• **TEXT**:
BEGIN
Bruce Linton attended a posh hospital fundraiser not long ago, where he was introduced to the wife of the hospital’s president. To the seeming astonishment of her husband, she told Linton that she could hardly wait for pot to become legal so she could try it for herself.
“She doesn’t like alcohol,” said the CEO of Canopy Growth Corp, Canada’s largest cannabis producer. “But she wants to have something on a Friday night that kind of makes her mood a little Friday night.”
As Canada prepares to legalize recreational cannabis on Oct. 17, one unknown is how many new or “naïve” users will start using pot.
The Parliamentary Budget Officer estimates the number of cannabis consumers aged 15 and over will rise from 4.6 million to 5.2 million by 2021. Meaning, by the government’s count, at least 600,000 people who don’t use cannabis intend to start after it becomes legal. A 2017 Nanos poll estimated that 1.9 million more people will use marijuana.
Whatever the number, usage is expected to increase. And it likely won’t be among the kids.
Colorado, Washington, Alaska, Oregon and Washington, D.C., saw little change in cannabis use among 12- to 17-year-olds post-legalization. In Colorado, pot use among teens has even dropped to its lowest level in a decade.
Instead, parents and grandparents are expected to be part of a new generation of the cannabis “naive” — and that’s raising some concern about the potential risks to first-time users.
Pot use among older Canadians is already increasing. People aged 45 to 64 made up 23 per cent of consumers in 2017, up from four per cent in 1975, according to Statistics Canada.
Many are turning to pot for chronic pain, neuromuscular diseases like Parkinson’s and multiple sclerosis, glaucoma, and other age-related problems. There aren’t a lot of 65-year-olds who suddenly start using marijuana just for the fun of it, said Brian Kaskie, professor of health policy at the University of Iowa. However, there are others who smoked in college and university in the ‘60s and ‘70s, “who became grownups with jobs and families” and stopped partaking, and who may now feel a twinge of nostalgia for weed.
For some, it’s like hearing an old song, Linton said. “They’re going to be more open to experiencing it.”
But marijuana can be tricky to dose, it affects people differently, and while some new users experience nothing at all, others can have very unpleasant reactions.
And marijuana is stronger than it used to be. A recent study of illicit pot seized by the U.S. drug enforcement agency found levels of THC, the main psychoactive in pot, have risen over time, from about four per cent in 1995, to 12 per cent in 2014. In the 1970s, THC levels were said to be closer to one per cent, though there’s controversy over how reliable the earlier testing was.
END
• **INFORMATION**:
BEGIN
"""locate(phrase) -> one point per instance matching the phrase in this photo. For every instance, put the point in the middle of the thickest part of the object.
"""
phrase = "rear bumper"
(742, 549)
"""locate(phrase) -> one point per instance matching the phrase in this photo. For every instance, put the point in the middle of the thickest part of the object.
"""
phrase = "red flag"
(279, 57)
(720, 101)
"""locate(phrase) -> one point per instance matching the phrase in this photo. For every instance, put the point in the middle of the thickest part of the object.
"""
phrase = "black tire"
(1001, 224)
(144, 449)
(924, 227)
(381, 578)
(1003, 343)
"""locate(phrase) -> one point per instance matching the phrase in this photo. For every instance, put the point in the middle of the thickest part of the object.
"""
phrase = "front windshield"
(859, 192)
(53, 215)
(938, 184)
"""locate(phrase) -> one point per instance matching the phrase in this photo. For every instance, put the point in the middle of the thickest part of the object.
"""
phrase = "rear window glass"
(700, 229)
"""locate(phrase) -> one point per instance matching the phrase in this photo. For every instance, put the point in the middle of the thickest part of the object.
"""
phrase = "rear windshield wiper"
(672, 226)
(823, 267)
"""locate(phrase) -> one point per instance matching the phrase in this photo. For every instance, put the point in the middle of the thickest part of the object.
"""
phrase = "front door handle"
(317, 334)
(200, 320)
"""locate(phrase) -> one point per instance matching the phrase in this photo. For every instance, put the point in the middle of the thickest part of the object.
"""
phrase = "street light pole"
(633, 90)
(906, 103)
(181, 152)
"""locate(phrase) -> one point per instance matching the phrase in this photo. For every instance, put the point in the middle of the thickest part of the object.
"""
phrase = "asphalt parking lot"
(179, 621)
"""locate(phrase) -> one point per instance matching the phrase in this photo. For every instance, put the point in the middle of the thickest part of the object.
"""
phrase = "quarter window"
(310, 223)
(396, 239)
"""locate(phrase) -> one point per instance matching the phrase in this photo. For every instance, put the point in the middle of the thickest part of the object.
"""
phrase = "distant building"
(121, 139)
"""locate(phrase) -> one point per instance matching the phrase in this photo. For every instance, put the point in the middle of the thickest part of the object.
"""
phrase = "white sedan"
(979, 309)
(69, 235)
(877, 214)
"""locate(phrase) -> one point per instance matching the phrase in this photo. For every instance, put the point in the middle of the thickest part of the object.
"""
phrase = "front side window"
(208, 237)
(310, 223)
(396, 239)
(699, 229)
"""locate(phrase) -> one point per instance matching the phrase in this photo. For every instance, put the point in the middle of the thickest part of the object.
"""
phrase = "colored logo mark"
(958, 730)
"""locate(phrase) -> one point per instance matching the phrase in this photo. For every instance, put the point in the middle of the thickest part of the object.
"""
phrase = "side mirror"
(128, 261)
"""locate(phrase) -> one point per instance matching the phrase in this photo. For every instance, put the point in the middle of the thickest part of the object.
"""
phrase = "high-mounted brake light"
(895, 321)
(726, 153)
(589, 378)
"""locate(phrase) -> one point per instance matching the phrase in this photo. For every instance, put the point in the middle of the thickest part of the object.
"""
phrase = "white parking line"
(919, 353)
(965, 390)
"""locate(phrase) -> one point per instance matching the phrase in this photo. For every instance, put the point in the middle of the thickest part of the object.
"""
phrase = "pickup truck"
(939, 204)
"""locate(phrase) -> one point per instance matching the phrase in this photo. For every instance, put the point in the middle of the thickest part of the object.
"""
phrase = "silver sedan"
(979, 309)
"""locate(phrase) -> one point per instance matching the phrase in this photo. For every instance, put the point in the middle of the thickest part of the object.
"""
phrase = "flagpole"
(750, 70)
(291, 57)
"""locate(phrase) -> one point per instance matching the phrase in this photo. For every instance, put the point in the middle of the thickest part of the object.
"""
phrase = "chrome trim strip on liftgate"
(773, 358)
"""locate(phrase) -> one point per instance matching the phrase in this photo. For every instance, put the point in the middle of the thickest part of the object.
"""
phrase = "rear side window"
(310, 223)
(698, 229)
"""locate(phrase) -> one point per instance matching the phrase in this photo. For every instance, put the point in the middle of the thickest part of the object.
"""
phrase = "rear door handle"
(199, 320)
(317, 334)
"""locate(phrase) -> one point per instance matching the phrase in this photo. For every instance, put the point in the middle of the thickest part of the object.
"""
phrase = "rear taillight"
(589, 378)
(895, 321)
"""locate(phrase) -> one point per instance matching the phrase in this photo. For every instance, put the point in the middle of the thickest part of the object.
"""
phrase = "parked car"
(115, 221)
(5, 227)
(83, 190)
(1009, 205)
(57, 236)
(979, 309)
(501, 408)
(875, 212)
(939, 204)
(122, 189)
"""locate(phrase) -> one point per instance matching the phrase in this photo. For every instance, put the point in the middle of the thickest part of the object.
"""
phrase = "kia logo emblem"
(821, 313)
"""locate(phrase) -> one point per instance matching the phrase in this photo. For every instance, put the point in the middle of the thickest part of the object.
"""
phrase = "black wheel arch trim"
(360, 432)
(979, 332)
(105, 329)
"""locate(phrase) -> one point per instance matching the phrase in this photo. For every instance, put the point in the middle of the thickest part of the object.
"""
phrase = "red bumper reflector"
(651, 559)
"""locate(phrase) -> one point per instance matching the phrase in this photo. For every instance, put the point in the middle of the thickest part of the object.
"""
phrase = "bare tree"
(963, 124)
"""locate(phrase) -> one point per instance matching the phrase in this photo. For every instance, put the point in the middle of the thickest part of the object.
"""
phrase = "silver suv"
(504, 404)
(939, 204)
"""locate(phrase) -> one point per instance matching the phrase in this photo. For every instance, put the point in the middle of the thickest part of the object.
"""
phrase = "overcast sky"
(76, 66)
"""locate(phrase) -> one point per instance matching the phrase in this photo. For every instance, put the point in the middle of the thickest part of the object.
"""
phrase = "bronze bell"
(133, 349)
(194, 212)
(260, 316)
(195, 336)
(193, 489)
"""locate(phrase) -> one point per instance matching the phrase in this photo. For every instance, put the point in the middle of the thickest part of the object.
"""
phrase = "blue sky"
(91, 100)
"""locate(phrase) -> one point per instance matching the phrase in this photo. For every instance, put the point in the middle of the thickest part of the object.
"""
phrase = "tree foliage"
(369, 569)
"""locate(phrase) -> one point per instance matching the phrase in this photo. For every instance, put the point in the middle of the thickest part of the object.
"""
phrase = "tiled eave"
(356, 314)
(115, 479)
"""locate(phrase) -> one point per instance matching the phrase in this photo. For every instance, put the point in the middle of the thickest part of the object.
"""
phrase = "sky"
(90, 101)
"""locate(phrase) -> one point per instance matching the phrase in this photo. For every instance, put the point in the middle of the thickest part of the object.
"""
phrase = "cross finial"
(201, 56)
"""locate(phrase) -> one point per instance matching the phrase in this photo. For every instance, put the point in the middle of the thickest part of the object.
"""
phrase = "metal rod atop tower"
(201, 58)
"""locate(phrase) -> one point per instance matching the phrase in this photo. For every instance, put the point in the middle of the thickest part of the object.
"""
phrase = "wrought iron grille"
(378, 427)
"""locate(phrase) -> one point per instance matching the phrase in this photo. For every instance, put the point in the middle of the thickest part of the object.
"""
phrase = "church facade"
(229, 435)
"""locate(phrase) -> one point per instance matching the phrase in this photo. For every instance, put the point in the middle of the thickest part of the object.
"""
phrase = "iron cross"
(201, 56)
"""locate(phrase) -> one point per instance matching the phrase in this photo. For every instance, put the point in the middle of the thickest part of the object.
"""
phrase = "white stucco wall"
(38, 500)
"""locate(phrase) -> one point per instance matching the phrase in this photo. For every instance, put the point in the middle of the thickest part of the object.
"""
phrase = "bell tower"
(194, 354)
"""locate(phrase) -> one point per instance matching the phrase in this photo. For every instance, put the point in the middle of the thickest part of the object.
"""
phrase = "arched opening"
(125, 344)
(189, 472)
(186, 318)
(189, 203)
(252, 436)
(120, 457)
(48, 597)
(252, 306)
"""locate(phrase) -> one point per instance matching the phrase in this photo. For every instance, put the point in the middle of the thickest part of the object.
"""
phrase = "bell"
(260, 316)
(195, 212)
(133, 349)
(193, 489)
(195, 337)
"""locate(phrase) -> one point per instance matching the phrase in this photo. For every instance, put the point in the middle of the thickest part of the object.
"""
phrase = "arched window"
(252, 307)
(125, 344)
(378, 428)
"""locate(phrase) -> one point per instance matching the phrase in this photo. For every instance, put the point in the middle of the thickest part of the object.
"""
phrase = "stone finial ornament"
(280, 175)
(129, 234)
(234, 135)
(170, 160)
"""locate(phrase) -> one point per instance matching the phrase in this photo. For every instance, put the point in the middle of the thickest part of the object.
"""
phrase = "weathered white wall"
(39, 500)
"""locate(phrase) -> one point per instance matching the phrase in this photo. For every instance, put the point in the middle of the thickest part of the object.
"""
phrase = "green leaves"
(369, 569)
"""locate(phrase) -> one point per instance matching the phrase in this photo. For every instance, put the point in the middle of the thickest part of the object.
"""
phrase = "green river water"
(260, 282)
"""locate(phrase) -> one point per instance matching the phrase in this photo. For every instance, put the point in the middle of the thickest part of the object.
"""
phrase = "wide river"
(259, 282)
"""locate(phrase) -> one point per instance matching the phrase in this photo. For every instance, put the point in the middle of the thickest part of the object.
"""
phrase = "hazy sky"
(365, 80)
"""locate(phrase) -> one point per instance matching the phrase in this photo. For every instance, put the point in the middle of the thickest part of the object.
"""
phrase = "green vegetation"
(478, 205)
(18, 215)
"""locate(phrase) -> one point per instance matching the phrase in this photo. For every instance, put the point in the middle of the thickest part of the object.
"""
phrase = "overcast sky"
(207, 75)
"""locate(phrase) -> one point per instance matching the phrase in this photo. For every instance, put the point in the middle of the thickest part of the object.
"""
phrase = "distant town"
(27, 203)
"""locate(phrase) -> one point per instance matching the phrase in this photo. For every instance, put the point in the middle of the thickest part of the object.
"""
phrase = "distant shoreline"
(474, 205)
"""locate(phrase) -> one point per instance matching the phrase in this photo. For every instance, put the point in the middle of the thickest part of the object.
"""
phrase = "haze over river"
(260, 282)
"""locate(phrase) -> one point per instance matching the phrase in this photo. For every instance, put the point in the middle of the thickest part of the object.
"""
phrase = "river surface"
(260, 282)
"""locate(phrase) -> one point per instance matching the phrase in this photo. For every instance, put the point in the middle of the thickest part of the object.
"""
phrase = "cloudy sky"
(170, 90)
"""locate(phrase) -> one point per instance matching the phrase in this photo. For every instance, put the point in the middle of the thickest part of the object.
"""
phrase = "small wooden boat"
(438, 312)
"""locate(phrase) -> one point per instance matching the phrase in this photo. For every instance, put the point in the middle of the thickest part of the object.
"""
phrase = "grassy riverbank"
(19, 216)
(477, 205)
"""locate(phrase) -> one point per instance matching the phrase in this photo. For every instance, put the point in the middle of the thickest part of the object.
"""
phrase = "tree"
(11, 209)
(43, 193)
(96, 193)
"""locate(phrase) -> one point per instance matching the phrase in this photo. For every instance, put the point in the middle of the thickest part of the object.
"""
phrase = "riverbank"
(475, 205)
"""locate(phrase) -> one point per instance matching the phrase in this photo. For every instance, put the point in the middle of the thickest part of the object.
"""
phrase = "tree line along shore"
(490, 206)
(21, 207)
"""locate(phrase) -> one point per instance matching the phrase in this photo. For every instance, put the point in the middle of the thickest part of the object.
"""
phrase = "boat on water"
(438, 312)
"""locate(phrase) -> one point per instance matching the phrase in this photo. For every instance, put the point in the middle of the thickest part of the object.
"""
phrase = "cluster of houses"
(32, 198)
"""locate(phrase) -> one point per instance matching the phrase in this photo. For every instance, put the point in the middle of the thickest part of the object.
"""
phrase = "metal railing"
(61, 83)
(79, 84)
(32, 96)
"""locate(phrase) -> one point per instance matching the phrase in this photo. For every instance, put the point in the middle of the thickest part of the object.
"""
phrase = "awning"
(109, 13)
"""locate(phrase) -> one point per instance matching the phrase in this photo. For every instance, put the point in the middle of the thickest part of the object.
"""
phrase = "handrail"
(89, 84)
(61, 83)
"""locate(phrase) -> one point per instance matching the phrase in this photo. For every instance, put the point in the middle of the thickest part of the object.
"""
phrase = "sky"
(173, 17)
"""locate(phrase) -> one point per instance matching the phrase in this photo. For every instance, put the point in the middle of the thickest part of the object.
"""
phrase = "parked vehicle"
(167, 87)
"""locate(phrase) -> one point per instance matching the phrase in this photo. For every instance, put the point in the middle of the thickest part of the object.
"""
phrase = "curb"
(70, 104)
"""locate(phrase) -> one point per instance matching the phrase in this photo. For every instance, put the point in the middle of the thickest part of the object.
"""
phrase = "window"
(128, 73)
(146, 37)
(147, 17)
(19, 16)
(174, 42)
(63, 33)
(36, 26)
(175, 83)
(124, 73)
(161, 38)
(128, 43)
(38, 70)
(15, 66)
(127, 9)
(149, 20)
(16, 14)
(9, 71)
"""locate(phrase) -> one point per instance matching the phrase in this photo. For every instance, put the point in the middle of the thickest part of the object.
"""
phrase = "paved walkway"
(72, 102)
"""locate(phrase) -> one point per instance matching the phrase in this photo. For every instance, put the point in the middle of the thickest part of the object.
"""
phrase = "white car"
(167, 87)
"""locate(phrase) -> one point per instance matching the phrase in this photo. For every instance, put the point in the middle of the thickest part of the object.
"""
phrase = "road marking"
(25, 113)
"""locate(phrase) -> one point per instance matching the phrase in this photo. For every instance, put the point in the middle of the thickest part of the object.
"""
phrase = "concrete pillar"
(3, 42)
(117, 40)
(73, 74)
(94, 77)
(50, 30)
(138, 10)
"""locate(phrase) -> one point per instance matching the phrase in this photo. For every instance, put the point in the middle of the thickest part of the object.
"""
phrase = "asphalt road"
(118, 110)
END
Continue the article on Canada's legalization of recreational cannabis and older first-time users, starting after its last sentence.

Some popular strains can carry THC levels of more than 20 per cent.
At high doses, THC can produce anxiety attacks and psychotic-like symptoms. And pot mixed with booze (or prescription drugs) can lead to increased heart rate, blood pressure and other potentially risky side effects.
For now, legal products will be limited to dried bud, oil and gel caps, but Linton and others expect the real growth in new users will come in the second year of legalization, with edibles and liquid infusions like cannabis-laced drinks.
These products present their own problems for the cannabis naïve.
When smoked, or inhaled via vaporizer, THC enters the lungs, is rapidly absorbed into the bloodstream and travels to the brain. When ingested, the process is much slower. Cannabis gets digested in the stomach and metabolized by the liver, and it can take 30 to 90 minutes for THC to reach the brain.
“If they never tried it in college and they don’t know the creeper effect … they end up taking more, and that’s when they get into trouble,” Kaskie said.
The most common symptoms of pot poisoning are cannabinoid hyperemesis (nausea, vomiting, cramping), psychosis and chest pain. Colorado experienced a jump in emergency visits with “possible marijuana exposures” in the first year of legalization, many involving people who overdosed on edibles, and the majority of them inexperienced out-of-state tourists.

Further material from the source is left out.